--- Entries provided ---

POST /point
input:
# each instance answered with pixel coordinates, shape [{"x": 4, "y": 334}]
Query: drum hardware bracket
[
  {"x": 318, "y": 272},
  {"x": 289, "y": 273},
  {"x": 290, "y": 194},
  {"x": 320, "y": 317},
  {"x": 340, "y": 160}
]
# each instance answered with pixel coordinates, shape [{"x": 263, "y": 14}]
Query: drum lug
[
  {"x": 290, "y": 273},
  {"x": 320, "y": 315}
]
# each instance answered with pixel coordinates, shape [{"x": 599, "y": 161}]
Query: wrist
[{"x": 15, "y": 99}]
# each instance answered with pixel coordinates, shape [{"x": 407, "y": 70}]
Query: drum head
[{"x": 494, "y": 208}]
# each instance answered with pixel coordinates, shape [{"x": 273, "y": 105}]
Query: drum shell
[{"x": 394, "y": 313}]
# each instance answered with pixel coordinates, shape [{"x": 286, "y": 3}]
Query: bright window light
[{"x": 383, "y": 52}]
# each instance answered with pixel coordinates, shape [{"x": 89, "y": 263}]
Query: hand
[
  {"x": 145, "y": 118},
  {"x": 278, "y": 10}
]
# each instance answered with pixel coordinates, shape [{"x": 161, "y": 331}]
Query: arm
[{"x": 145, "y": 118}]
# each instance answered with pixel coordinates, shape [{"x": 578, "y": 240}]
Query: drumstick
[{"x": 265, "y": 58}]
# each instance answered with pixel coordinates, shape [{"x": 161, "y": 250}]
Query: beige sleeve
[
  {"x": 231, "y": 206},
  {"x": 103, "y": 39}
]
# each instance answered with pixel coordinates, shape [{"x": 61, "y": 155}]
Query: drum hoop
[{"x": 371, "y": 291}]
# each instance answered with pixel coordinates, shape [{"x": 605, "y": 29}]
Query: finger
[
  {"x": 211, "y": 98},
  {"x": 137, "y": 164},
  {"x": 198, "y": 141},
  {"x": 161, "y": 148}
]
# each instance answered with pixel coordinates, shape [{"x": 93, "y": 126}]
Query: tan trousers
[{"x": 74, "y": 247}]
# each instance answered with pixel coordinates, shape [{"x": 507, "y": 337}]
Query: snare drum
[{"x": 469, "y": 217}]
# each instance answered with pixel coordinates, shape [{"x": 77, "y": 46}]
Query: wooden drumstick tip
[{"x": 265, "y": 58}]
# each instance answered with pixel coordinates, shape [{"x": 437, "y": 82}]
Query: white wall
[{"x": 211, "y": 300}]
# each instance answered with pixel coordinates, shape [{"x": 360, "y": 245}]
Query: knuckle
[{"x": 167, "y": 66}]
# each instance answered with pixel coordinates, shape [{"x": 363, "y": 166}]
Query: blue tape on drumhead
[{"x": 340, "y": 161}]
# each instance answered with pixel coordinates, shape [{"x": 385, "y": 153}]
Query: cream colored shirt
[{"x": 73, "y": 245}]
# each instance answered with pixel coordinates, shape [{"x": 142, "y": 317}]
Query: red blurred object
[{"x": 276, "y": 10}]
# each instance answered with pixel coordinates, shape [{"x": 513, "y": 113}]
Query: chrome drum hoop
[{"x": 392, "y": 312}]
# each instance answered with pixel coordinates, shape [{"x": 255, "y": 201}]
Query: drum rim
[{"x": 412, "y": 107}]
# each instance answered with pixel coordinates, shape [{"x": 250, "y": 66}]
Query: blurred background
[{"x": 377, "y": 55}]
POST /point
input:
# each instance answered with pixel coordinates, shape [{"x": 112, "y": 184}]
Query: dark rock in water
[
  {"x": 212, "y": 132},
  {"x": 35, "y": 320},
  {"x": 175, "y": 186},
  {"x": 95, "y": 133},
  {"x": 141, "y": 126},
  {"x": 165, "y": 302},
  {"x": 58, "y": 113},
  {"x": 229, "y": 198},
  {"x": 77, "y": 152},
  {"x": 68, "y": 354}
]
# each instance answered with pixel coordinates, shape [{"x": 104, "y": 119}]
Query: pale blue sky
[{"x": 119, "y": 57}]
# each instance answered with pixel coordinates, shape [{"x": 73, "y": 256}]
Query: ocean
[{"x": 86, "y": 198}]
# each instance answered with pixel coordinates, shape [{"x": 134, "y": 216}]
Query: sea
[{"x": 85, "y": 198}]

---

Written exercise = Which lines of the records contain the string "blue"? Pull out each of them.

Full solution =
Query: blue tape on drumhead
Query: pale blue sky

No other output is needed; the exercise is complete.